Start of Block

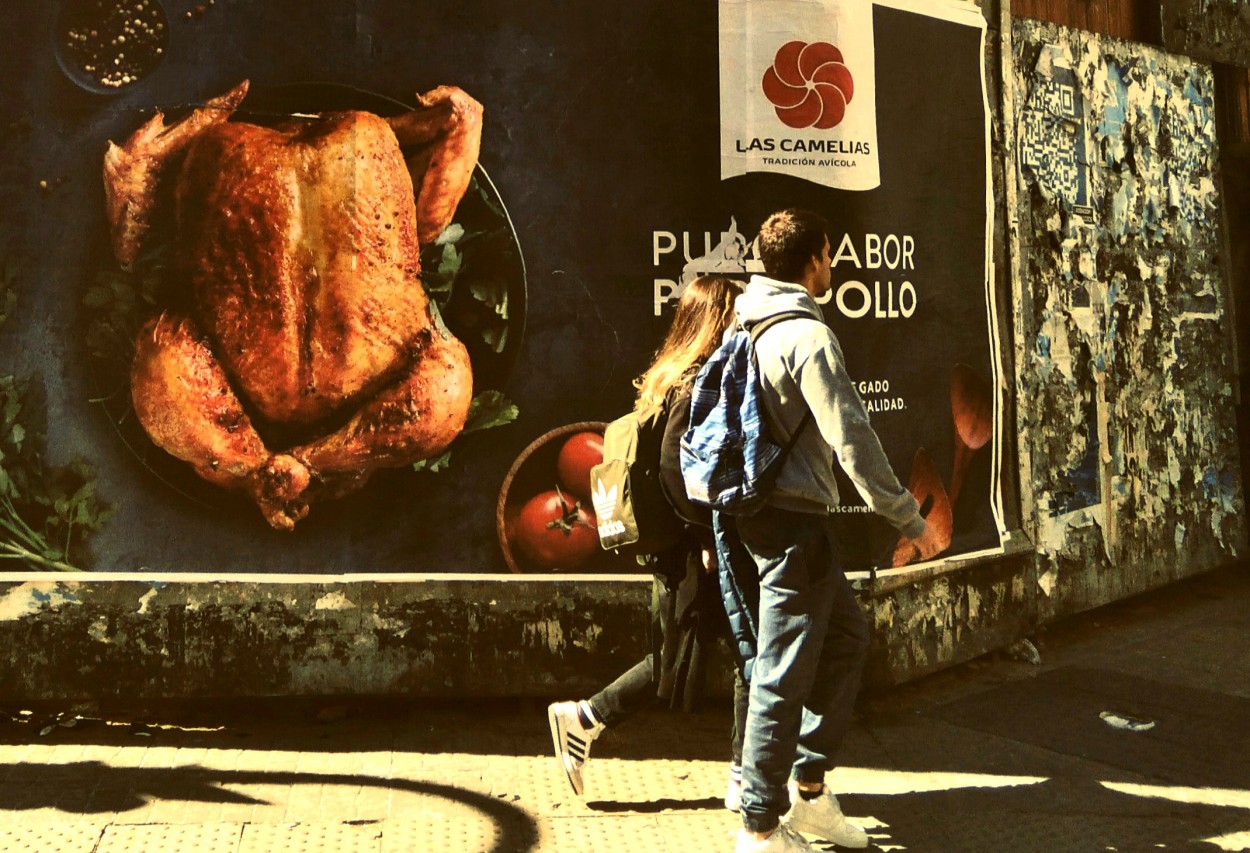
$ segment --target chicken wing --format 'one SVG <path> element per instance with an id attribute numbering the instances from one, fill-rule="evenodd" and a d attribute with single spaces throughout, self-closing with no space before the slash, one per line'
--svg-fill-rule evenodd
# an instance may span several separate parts
<path id="1" fill-rule="evenodd" d="M 193 139 L 230 118 L 247 87 L 244 80 L 171 125 L 165 124 L 164 114 L 157 110 L 125 145 L 109 142 L 104 154 L 104 201 L 113 255 L 123 269 L 134 266 L 152 228 L 161 179 L 175 168 Z"/>

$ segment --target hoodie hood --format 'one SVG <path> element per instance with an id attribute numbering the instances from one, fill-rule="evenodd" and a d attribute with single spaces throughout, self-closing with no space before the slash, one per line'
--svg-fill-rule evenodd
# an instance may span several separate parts
<path id="1" fill-rule="evenodd" d="M 785 311 L 803 311 L 822 323 L 825 315 L 812 295 L 802 285 L 777 281 L 763 275 L 751 276 L 746 290 L 734 302 L 738 319 L 744 324 L 758 323 Z"/>

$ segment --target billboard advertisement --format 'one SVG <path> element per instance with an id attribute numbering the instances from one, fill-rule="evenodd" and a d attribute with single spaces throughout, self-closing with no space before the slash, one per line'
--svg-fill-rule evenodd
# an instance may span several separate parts
<path id="1" fill-rule="evenodd" d="M 825 314 L 900 479 L 948 554 L 998 546 L 975 8 L 70 0 L 0 26 L 8 567 L 632 570 L 535 562 L 518 526 L 591 529 L 551 495 L 578 499 L 683 285 L 749 274 L 791 206 L 831 224 Z M 843 509 L 857 565 L 907 562 Z"/>

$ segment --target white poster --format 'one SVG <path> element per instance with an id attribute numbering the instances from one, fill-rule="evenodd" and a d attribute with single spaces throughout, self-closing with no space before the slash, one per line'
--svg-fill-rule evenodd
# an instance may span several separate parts
<path id="1" fill-rule="evenodd" d="M 721 178 L 881 183 L 871 0 L 721 0 Z"/>

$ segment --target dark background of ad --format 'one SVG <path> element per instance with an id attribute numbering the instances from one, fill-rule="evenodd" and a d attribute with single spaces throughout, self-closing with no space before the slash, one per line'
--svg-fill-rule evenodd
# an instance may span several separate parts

End of Block

ASSIGNMENT
Copy out the entries exactly as they stand, omitting the images.

RESULT FOR THIS TASK
$ segment --target chicken wing --format 'one SVG <path> element per instance with an id attribute numbering the instances from one, fill-rule="evenodd" and a d attribute with single spaces throughout, self-closing with no space before the slash, one per line'
--svg-fill-rule evenodd
# an instance may span several separate parts
<path id="1" fill-rule="evenodd" d="M 193 139 L 230 118 L 247 87 L 244 80 L 171 125 L 165 124 L 164 114 L 157 110 L 125 145 L 109 142 L 104 154 L 104 201 L 113 255 L 123 269 L 134 266 L 152 228 L 161 179 L 175 168 Z"/>

$ segment --target hoodie hood --format 'one SVG <path> element per instance with an id attribute numbering the instances from one, fill-rule="evenodd" and a d attribute with single spaces throughout, self-closing with no space before the slash, one per line'
--svg-fill-rule evenodd
# an instance may span several separate parts
<path id="1" fill-rule="evenodd" d="M 785 311 L 803 311 L 822 323 L 825 315 L 812 295 L 802 285 L 777 281 L 763 275 L 751 276 L 746 290 L 734 302 L 738 319 L 744 324 L 758 323 Z"/>

$ segment --target billboard advertisement --format 'one SVG <path> element per instance with an id attribute numbering the instances from one, fill-rule="evenodd" and a d attribute with single spaces throughout, self-closing with no space before the slash, one per line'
--svg-fill-rule evenodd
# an instance may span several separate parts
<path id="1" fill-rule="evenodd" d="M 825 314 L 900 479 L 948 554 L 998 546 L 975 8 L 70 0 L 0 26 L 8 567 L 632 570 L 535 562 L 518 526 L 591 529 L 551 495 L 578 499 L 683 285 L 749 274 L 791 206 L 831 224 Z M 843 509 L 857 565 L 907 562 Z"/>

$ segment --target white poster --format 'one SVG <path> element per instance with an id attribute numbering the instances from one, fill-rule="evenodd" and a d attribute with single spaces throughout, self-closing with no space before the slash, one per line'
--svg-fill-rule evenodd
# an instance may span several separate parts
<path id="1" fill-rule="evenodd" d="M 721 178 L 881 183 L 871 0 L 721 0 Z"/>

$ segment --target dark background of ad --format 'one SVG <path> element per instance with an id attribute numbering the instances from one, fill-rule="evenodd" and a d attribute with single spaces throughout, self-closing with no space before the slash, one per line'
--svg-fill-rule evenodd
# an instance may span several separate parts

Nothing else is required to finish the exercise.